**Exercise requirements**
Copy the records from the beginning through the line containing "rough mask: <svg", substituting "coarse mask" for every "rough mask" and changing nothing else. Omit the pictures.

Items from a dataset:
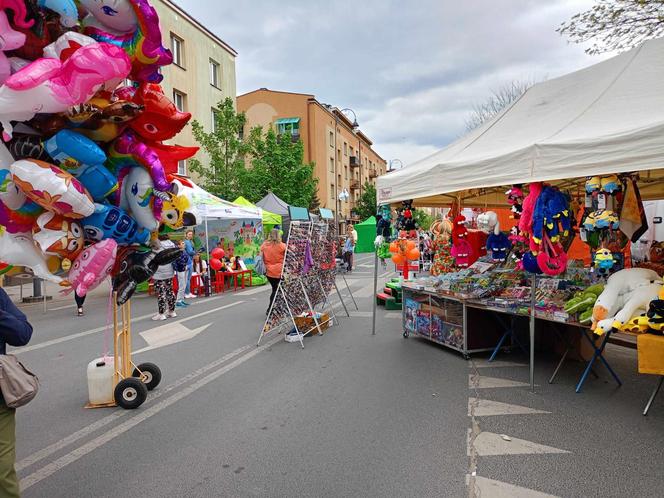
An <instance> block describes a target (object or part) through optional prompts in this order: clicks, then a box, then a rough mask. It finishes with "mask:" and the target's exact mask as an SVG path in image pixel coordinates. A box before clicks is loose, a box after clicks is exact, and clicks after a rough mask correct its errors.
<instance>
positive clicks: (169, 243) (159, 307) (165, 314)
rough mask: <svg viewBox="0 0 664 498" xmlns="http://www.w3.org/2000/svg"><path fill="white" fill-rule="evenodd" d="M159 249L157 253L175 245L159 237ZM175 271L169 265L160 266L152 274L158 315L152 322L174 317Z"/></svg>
mask: <svg viewBox="0 0 664 498" xmlns="http://www.w3.org/2000/svg"><path fill="white" fill-rule="evenodd" d="M159 246H160V247H159V249H156V251H157V252H159V251H162V250H164V249H167V248H170V247H175V244H174V243H173V242H172V241H171V240H169V238H168V235H165V234H164V235H160V236H159ZM174 275H175V270H173V265H172V264H171V263H169V264H167V265H161V266H160V267H159V268H157V271H156V272H155V273H154V275H153V277H152V280H153V281H154V289H155V292H156V293H157V308H158V313H157V314H156V315H155V316H153V317H152V319H153V320H166V318H173V317H176V316H177V314H176V313H175V293H174V292H173V276H174Z"/></svg>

**Answer to the exercise**
An <instance> block describes a target (object or part) through optional prompts in this order: clicks, then a box, then a coarse mask. It finishes with "mask:" and the target's exact mask as an SVG path in image pixel coordinates. A box before clicks is loose, a box after clicks is exact, and clicks after a coarse mask correct its errors.
<instance>
positive clicks: (169, 243) (159, 307) (165, 314)
coarse mask: <svg viewBox="0 0 664 498" xmlns="http://www.w3.org/2000/svg"><path fill="white" fill-rule="evenodd" d="M159 249L157 253L175 245L159 237ZM175 271L169 265L160 266L152 274L158 315L152 322L174 317Z"/></svg>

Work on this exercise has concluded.